Task 1
In the Hero's Journey text, switch "heavens" to "skies" and give the passage again, beginning at the words "I see in this" and stopping after "valuable we need.".

Read this before your Journey
- Coen de Koning

- 1 day ago
- 11 min read

The film maker Dave Hills filmed me telling a story for a small group of people who are about to have a psychedelic experience and the idea of the story is to help them navigate their own upcoming adventure. You can simply watch the video at the end of the article but I wanted to also, perhaps more completely, organise my thoughts on paper for you to read.
This story is based on Joseph Campbell’s Hero’s Journey, which is a kind of blueprint that underlies hero’s adventure stories across time and across all cultures. I was very inspired by the Hero’s Journey and see a few powerful parallels with psychedelic experiences and healing adventures in general. This is the story of those insights. Note that my story will not at all do justice to the nuance and complexity of the Hero’s Journey. I simply take a few ideas from it that I find useful, use it loosely to inspire me and allow myself plenty of creative freedom to arrive at a coherent story of my own.
So the following are a few helpful ideas that I have learned from the Hero’s Journey that I feel might help you on your adventure:
My wife taught me this little prayer that Polish children used to say when a Ladybug lands on them. You say; “Ladybug, fly to the heavens and bring me back a piece of bread”.
I see in this simple little prayer the essence of the hero’s journey; asking the Ladybug to be your little hero to go out beyond our world, into the heavens where we cannot go, and bring back something valuable we need.
The Heroes Journey is a cycle; it starts at home. In classic fairy tales this 'home' is often a kingdom, it could be a family, a land or a galactic empire or many many different things depending on the story. I tend to think of it as some kind of community in the abstract sense and in many of my healing journeys it has been my own body. So the community or the home could be your body or something else that is unique to you. For this story, let me use the words home and community for this starting point.

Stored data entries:
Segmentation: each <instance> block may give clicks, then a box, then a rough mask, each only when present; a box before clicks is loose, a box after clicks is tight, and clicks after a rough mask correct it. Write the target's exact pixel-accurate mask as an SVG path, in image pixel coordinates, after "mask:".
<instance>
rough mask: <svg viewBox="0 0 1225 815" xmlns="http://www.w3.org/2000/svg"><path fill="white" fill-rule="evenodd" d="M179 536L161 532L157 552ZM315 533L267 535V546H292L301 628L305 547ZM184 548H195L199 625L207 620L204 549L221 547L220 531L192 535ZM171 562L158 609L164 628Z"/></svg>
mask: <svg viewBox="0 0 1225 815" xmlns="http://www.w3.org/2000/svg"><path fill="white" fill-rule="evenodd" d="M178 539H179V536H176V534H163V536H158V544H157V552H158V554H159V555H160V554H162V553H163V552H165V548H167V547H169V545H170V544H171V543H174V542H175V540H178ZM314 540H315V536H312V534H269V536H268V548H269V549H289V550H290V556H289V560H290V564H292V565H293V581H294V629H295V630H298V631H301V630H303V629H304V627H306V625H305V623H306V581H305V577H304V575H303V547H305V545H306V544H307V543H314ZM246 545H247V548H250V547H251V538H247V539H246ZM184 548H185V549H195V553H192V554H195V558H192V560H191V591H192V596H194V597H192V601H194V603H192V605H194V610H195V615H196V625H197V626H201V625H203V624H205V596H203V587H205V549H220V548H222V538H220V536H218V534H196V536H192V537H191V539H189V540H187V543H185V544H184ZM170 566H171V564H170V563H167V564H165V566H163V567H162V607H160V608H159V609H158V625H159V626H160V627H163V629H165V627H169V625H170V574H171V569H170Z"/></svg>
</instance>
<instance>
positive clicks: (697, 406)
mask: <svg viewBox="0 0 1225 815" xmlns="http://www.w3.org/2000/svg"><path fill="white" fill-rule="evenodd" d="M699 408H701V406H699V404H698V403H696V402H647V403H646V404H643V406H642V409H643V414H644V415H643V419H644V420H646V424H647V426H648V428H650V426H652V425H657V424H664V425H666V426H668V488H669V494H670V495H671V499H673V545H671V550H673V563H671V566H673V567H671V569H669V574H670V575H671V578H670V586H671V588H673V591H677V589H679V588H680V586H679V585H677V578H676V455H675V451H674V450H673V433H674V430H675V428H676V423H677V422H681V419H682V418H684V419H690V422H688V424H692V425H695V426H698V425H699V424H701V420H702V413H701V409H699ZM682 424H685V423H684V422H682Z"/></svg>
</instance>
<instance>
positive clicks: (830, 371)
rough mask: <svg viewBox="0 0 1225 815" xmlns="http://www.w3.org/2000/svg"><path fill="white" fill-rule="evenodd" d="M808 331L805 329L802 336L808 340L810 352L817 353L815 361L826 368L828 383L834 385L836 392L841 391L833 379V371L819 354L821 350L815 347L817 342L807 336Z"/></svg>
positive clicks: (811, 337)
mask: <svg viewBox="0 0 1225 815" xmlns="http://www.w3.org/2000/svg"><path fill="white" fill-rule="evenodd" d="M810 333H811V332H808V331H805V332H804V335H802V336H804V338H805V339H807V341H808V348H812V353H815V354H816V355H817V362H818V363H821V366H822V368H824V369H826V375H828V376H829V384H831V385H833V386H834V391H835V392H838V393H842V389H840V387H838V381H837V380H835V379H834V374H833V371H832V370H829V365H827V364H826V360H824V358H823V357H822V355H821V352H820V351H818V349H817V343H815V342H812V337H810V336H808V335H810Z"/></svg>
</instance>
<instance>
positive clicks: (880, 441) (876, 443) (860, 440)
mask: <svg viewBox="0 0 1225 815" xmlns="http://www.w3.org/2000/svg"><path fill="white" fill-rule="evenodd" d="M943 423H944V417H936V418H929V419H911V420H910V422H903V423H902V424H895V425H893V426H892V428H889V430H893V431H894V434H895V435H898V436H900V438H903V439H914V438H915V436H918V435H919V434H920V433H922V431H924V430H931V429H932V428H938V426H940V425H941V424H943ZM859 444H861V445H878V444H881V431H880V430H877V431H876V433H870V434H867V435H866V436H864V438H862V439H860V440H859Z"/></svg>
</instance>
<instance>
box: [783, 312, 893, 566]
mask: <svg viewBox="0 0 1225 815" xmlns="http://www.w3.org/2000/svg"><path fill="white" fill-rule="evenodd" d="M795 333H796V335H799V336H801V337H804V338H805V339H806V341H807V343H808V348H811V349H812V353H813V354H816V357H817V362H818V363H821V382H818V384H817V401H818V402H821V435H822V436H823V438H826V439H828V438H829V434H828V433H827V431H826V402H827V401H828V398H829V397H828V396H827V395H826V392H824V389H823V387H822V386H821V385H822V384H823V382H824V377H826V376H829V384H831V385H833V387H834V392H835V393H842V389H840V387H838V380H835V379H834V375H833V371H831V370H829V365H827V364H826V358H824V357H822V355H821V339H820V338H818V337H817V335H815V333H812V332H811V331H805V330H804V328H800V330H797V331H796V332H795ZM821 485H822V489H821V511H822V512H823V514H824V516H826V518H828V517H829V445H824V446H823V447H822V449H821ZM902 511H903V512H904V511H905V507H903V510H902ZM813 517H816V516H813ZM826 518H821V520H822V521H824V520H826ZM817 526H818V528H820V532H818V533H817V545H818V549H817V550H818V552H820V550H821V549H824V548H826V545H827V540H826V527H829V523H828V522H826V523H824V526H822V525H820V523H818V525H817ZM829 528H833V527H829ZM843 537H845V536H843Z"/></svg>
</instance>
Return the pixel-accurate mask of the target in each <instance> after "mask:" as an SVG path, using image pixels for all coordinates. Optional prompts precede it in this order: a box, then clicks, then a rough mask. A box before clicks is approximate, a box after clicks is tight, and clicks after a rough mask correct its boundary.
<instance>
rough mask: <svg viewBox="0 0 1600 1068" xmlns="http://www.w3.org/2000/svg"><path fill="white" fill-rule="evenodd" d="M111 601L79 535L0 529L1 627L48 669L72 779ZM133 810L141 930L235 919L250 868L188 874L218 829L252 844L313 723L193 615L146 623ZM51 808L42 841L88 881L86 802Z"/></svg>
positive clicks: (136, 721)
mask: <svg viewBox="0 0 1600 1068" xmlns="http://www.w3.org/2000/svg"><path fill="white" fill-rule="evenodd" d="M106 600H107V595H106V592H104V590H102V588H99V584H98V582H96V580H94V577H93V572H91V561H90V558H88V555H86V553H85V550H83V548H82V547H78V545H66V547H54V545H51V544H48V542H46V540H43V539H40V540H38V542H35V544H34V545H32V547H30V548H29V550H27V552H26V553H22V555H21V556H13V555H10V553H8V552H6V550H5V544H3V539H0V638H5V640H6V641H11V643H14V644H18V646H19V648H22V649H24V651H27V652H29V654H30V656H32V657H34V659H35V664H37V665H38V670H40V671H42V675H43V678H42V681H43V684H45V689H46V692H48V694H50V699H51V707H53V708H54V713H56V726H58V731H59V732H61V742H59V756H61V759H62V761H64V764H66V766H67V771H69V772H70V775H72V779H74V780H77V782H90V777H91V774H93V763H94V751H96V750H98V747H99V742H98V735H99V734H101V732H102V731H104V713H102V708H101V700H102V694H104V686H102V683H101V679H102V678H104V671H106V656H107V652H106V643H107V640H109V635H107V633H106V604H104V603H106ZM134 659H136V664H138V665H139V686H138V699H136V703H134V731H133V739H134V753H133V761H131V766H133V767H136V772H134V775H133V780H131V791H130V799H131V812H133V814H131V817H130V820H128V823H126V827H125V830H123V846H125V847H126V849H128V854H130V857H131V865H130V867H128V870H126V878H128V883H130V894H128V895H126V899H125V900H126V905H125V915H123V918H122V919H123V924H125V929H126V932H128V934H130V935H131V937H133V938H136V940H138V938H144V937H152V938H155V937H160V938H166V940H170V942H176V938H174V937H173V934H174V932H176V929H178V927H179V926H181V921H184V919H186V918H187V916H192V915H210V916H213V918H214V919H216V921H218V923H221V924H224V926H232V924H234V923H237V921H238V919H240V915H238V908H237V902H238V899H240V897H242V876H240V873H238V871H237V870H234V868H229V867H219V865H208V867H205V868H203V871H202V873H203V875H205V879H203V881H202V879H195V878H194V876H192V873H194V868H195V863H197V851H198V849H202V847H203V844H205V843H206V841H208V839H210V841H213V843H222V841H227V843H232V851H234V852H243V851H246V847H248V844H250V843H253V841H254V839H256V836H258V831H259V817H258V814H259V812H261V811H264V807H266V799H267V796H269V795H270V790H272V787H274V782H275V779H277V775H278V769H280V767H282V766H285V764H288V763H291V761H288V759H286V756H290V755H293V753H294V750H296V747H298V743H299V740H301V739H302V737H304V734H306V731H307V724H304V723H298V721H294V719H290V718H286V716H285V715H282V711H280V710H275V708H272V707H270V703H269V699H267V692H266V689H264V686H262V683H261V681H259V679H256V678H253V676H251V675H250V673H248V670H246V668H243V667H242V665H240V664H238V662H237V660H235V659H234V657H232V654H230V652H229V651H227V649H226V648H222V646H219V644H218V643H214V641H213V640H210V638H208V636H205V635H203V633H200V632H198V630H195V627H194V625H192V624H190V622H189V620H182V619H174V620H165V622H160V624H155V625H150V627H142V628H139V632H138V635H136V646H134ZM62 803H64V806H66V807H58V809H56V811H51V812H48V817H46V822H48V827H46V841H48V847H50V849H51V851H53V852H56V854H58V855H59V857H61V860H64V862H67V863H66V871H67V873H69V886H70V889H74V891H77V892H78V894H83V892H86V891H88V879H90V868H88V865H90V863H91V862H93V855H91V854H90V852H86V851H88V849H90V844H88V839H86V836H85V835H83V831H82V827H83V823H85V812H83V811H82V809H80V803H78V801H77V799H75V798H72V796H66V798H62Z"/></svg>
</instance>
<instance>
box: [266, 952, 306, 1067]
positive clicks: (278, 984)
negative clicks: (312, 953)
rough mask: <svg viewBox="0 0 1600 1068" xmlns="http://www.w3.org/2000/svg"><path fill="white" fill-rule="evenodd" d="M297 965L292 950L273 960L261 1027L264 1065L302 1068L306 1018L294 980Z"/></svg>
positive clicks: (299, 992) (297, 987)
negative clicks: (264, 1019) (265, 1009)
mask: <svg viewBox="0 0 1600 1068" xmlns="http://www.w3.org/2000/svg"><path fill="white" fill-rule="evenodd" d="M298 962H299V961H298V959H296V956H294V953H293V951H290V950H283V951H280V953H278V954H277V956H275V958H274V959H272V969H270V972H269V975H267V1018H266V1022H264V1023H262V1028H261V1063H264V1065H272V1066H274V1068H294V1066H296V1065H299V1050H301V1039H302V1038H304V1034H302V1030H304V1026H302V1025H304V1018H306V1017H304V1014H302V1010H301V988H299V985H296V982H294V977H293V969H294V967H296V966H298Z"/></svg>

Task 2
Pick out every row above that contains the string "negative" and copy each one in full.

Exercise response 1
I see in this simple little prayer the essence of the hero’s journey; asking the Ladybug to be your little hero to go out beyond our world, into the skies where we cannot go, and bring back something valuable we need.

Exercise response 2
negative clicks: (312, 953)
negative clicks: (264, 1019) (265, 1009)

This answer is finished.